**Exercise details:** Go through the entries below and retype them exactly, omitting each picture.

= = = =

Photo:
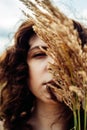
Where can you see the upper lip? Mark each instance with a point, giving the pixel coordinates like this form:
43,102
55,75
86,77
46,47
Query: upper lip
52,82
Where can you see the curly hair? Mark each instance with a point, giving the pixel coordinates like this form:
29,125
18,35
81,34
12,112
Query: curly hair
16,100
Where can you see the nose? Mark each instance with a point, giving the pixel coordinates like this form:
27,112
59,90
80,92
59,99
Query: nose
50,60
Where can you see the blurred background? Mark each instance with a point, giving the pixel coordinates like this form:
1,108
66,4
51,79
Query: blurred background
11,16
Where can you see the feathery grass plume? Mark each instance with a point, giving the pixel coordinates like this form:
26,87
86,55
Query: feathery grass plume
64,46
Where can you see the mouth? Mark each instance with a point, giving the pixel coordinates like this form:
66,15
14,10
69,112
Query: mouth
50,90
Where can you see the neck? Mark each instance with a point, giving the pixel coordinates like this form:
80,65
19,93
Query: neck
47,114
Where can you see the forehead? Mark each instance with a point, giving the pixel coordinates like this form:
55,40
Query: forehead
36,41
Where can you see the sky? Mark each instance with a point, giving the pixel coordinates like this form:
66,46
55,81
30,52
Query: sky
11,16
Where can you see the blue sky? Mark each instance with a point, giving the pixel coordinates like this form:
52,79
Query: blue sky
11,16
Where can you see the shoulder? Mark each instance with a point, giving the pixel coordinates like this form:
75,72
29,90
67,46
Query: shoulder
1,125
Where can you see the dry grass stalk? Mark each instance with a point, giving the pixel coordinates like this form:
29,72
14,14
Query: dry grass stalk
70,67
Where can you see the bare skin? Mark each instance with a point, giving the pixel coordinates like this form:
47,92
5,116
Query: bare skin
47,113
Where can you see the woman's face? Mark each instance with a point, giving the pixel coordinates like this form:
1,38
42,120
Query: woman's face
39,75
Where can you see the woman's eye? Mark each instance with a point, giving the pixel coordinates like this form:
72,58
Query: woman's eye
39,55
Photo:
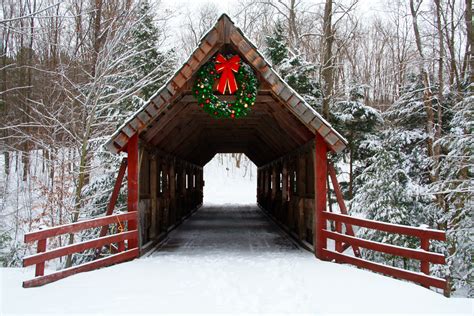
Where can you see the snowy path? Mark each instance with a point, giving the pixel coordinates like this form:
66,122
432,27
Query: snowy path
228,231
225,259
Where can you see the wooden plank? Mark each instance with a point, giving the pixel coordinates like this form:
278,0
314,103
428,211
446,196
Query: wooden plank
107,261
320,195
114,197
132,182
39,269
391,228
385,248
342,205
153,193
78,226
78,247
425,263
387,270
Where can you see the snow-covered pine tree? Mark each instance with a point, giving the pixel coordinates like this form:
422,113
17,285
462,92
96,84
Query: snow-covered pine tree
277,49
358,123
293,67
457,184
393,187
141,68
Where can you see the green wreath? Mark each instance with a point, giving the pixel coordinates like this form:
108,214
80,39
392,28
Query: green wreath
245,95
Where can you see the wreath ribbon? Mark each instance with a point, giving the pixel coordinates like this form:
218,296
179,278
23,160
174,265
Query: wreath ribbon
227,67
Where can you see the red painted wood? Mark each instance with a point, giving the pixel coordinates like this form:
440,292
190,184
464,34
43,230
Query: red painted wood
115,193
391,228
113,198
40,249
320,190
63,251
342,205
132,180
390,249
392,271
107,261
425,264
78,226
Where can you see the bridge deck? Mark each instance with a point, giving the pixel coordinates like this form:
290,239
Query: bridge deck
229,230
221,260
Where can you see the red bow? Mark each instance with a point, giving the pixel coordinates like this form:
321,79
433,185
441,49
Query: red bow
227,68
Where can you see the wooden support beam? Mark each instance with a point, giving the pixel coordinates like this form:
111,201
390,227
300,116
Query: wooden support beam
153,195
132,199
320,194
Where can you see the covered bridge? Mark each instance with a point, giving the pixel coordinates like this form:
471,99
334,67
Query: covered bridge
171,138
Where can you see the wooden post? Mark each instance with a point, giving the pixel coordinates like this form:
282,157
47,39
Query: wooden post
301,191
274,183
172,184
166,197
39,271
320,175
284,193
339,243
132,150
425,265
153,192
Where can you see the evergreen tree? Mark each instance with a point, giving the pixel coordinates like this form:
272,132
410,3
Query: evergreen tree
456,183
142,68
358,123
276,45
293,67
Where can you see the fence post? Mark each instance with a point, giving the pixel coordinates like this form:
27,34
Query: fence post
39,271
132,150
425,265
339,243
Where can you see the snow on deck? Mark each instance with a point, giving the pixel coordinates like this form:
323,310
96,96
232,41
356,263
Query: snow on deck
228,259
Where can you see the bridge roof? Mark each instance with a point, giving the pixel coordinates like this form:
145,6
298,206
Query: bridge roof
279,122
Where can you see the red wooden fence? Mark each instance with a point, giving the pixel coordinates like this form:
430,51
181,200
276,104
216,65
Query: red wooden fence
120,252
44,255
343,241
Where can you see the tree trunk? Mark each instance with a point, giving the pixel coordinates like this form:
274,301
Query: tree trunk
427,93
327,71
470,42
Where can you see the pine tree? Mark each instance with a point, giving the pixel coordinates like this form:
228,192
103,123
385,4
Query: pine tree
142,68
293,67
277,49
393,187
358,123
456,174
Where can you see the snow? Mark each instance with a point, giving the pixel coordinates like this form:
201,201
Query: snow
225,259
224,183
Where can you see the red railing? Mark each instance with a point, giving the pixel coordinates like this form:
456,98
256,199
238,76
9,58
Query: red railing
344,241
424,255
43,255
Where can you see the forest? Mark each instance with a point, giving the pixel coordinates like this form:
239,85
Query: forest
395,78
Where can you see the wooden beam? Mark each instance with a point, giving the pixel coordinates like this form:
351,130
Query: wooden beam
320,194
132,182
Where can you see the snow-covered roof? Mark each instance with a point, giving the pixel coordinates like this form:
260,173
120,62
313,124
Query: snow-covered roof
224,32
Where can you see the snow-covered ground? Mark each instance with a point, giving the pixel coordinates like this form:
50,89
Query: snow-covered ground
225,259
224,183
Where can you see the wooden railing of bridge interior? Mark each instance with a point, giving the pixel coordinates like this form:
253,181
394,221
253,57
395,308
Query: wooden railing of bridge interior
348,239
44,255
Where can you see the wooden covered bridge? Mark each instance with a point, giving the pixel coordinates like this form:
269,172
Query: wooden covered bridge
171,138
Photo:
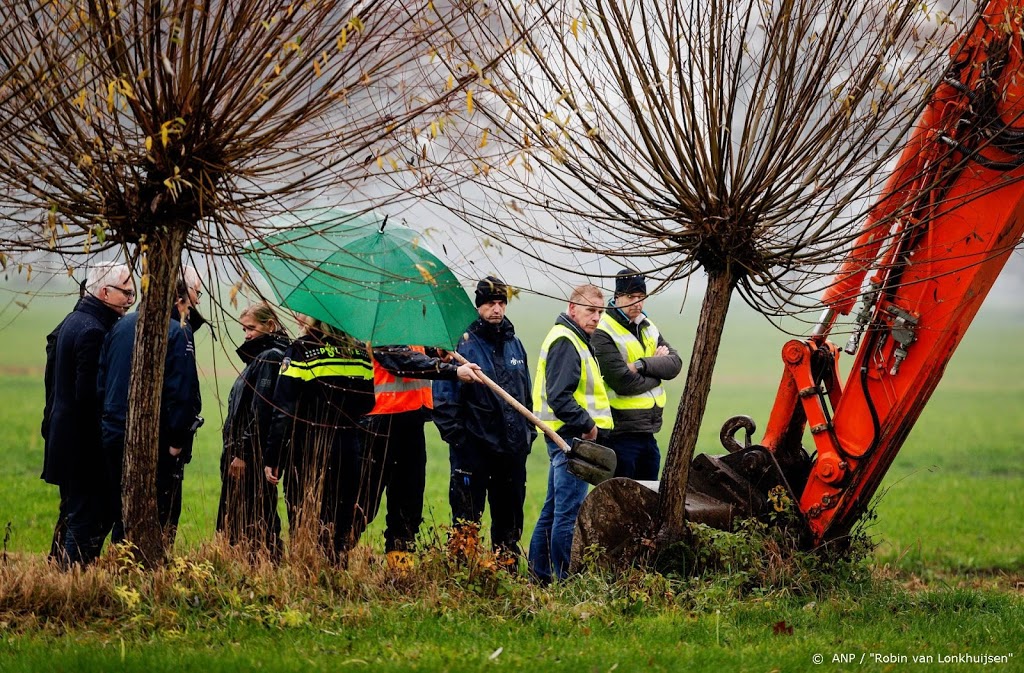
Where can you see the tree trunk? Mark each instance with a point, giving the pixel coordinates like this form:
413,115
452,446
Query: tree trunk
672,514
163,264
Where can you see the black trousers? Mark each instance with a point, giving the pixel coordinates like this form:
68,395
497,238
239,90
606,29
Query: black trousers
480,475
395,462
170,474
88,520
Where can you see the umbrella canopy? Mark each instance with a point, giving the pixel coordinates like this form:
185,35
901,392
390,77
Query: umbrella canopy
374,280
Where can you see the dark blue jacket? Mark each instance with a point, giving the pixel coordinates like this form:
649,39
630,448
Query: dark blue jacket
73,448
250,408
180,403
471,413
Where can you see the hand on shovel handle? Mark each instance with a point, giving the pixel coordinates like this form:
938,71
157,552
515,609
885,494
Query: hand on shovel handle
589,461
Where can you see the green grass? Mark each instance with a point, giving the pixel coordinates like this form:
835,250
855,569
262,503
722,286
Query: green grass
948,523
945,498
420,636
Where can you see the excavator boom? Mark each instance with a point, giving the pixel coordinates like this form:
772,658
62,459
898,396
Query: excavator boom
948,217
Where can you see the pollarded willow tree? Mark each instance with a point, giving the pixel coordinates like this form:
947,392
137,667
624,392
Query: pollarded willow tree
144,129
741,139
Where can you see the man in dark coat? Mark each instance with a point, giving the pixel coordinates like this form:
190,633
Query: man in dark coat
56,544
325,386
179,410
247,512
488,439
73,451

= = = =

**Answer for the task:**
Photo:
Where can you see the upper lip? Mark each instance with a point, giving the pixel coordinates like this form:
43,102
55,75
86,77
46,47
Query: upper lip
52,82
Where can you see the curly hair? Mark each instance with a point, giving the pixel coordinates like this form:
29,125
18,35
81,34
12,112
Query: curly hair
16,100
Where can you see the nose? Mark each instance with a point, giving the pixel coordinates like this form:
27,112
59,90
80,92
59,99
Query: nose
50,60
Where can you see the blurred background? Mark each instance with a point, giving the pixel coordinates like this form:
1,108
66,4
51,79
Query: blurred background
11,16
Where can you see the feathery grass plume? Mark each instance with a point, giving the pixel coordinates like this form:
26,87
86,55
Query: feathery grass plume
64,46
Where can you see the mouth? Mark each instance with a point, giving the pixel coordinates like this form:
66,15
14,10
69,112
Query: mouth
50,90
Where can you see the neck? Mark each instance with a point, giving the pixel coordinates like this form:
80,65
19,93
Query: neck
47,114
Where can you see the forehead? Mark each instance with a point, giving the pixel coordinates like this form:
55,40
Query: forehead
36,41
Where can you see the sky? Mark each instance with a point, giving the pixel coordinates like this form:
66,46
55,81
30,52
Query: sky
11,16
Where can you see the blue sky? Mark each instance with a point, giving the pixel coordinates like this form:
52,79
Query: blue sky
11,16
Where can you see the shoulder? Mark each instance with a point, giving the pixel coordinates like this form:
75,72
29,90
67,46
Query: shoulder
1,125
Where can you see the dry grass stalk? Mark each instance with a point, giving the pixel coordinates like this form:
29,72
14,14
Query: dry grass stalk
70,67
Where can you see the bare skin? Mark each instance with a point, giving the pixel coordinates like this form:
47,92
5,116
Query: bare skin
47,113
Where can you see the woman's face? Mark each instance with a point, giving the pixel coordinates like this form:
1,38
42,120
Query: woman's face
39,75
Where can you see the woman's eye? Mark each instance with a point, giving the pixel coordinates like this form:
72,58
Query: woman's eye
39,55
Photo:
Where can you see the snowy path? Mark each instance with a point, giving the pixel coordinates like this form:
66,122
432,27
Query: snowy path
228,231
225,259
Where can you see the wooden plank? Mark each instance with a point, giving the pixel coordinates like this form:
278,0
314,103
428,211
446,196
Query: wooden plank
107,261
320,195
114,197
132,182
39,269
391,228
385,248
342,205
153,193
78,226
78,247
425,263
387,270
Where can you see the snow-covered pine tree? Mark each instance with a point, giving the pixel coordinates like this form:
422,113
17,285
462,92
96,84
Query: snow-covered pine tree
277,49
358,123
293,67
457,184
393,187
141,68
Where can you see the green wreath? Mark each instance with a point, giving the pixel coordinates like this form:
108,214
80,39
392,28
Query: green wreath
245,95
Where can you see the wreath ribbon? Mark each instance with a point, giving the pixel coordinates like this form:
218,296
179,278
23,160
174,265
Query: wreath ribbon
227,67
Where can you see the red painted wood? Mark each instance with a point, giving the pixel coordinates like this form:
440,292
190,184
464,34
43,230
Query: red painted wood
115,193
391,228
113,198
40,249
320,190
63,251
342,205
132,180
390,249
392,271
107,261
425,264
78,226
Where can you see the bridge deck? Mark each instance with a point, giving the pixel coordinates like this form:
290,239
Query: bridge deck
229,230
221,260
Where can you see the red bow? Mark each instance with a point, giving the pixel coordinates like this form:
321,79
433,185
441,49
Query: red bow
227,68
Where can you see the wooden support beam? Mark each instance with a point, giving the pixel coordinates like this form:
111,201
390,227
300,116
Query: wooden support beam
153,195
132,199
320,194
Where can you see the covered bridge? Mark each instance with a point, giving the pixel coordinates like this form:
471,99
334,67
Query: covered bridge
171,138
Where can you see the wooden post? Mark each instance with a point, giving the pixel coordinates like this form:
282,157
47,39
Query: wooden post
301,191
274,183
172,184
166,197
39,271
320,175
284,193
339,243
132,150
425,265
153,192
Where can you see the evergreen tree? Mark each instance with a point, giving the pixel coordinates like this form:
272,132
410,3
Query: evergreen tree
456,183
142,68
358,123
276,45
293,67
Where can you see the fence post? Mark each instance with a point, giving the pixel coordinates like this form:
27,34
Query: fence post
39,271
132,150
425,265
339,243
Where can you see the snow on deck? Mark each instance with a point, giving the pixel coordinates like this form:
323,310
96,96
232,41
356,263
Query: snow on deck
228,259
Where can you see the bridge roof? Mark each instance with a point, giving the pixel coordinates like this form:
145,6
298,206
Query: bridge roof
279,122
Where can you see the red wooden fence? Mark each instance with a point, giving the pixel coordinates like this form:
430,51
181,200
276,104
216,65
Query: red wooden fence
120,252
44,255
343,241
Where can you see the tree trunk? Mark each instance with a point, giving the pixel coordinates like this form:
274,301
Query: tree trunk
427,93
327,71
470,42
Where can you see the pine tree? Mark each instance with a point, giving the pixel coordinates like this form:
228,192
103,123
385,4
Query: pine tree
142,68
293,67
277,49
393,187
358,123
456,174
Where can you see the snow? Mark each instance with a point, giving the pixel coordinates like this form:
201,201
Query: snow
225,259
224,183
Where can you see the red railing? Mark each instance with a point, giving the pixel coordinates like this form:
456,98
256,199
238,76
9,58
Query: red railing
344,241
424,255
43,255
Where can you see the forest? Mark each instance with a point, giving the pixel coordinates like this form:
239,85
Query: forest
395,78
Where can you see the wooden beam? Mark each instance with a point, giving the pixel coordinates like this form:
351,130
Query: wooden beam
320,194
132,182
Where can you see the snow-covered roof? Mark each instance with a point, giving the pixel coordinates like this form:
260,173
120,62
313,124
Query: snow-covered roof
224,32
Where can you see the snow-covered ground? Mark each instance with a point, giving the pixel coordinates like this form:
50,89
Query: snow-covered ground
225,259
224,183
Where can you see the wooden railing of bridge interior? Mark each instance with a point, giving the pixel coordinates like this form:
253,181
394,221
253,57
395,308
Query: wooden railing of bridge interior
348,239
44,255
Where can you see the wooden covered bridge? Mark each instance with a point, giving the pixel coordinates like this form:
269,172
Query: wooden covered bridge
171,138
Photo:
Where can you see the tree trunk? Mark each instance with a point, giving the pixel coordinates like this form:
413,115
452,446
Query: tree trunk
672,514
163,264
Where can you see the black trousers? Mark each instance with a point, giving the pixel coordinates like this form:
68,395
497,238
239,90
606,29
Query: black trousers
480,475
395,462
170,474
88,520
Where can you see the umbrella canopy? Mark each instance with a point, giving the pixel coordinates like this form:
185,35
901,392
390,77
Query: umbrella canopy
374,280
Where can you see the dark blue jacket? Mark each instance with a point, giving the pixel coordinates like this form:
649,39
630,448
Query: dark blue jacket
73,448
250,408
180,403
471,413
Where can you see the hand on shovel handle? Mark each instance with a point, giving the pixel coordinates like this form:
938,71
157,552
515,609
885,494
Query: hand on shovel handle
589,461
Where can you see the green grass? Mark each instance with a point, giving the pixel coordinates like this form:
835,250
855,569
262,503
722,286
Query: green grass
948,523
945,498
420,636
Where can you see the excavator boom? Mark each instance with a point, giving the pixel coordinates like this form:
772,658
62,459
898,396
Query: excavator boom
948,217
Where can you see the pollarded willow tree? Mark each instance with a point, giving the pixel coordinates like this form:
947,392
137,667
624,392
Query: pollarded willow tree
144,129
741,139
Where can you see the man in dark coat? Mark each instance with a point, giving the pixel coordinates like this form:
190,633
Query: man in dark coat
56,544
325,386
179,410
247,512
488,439
73,451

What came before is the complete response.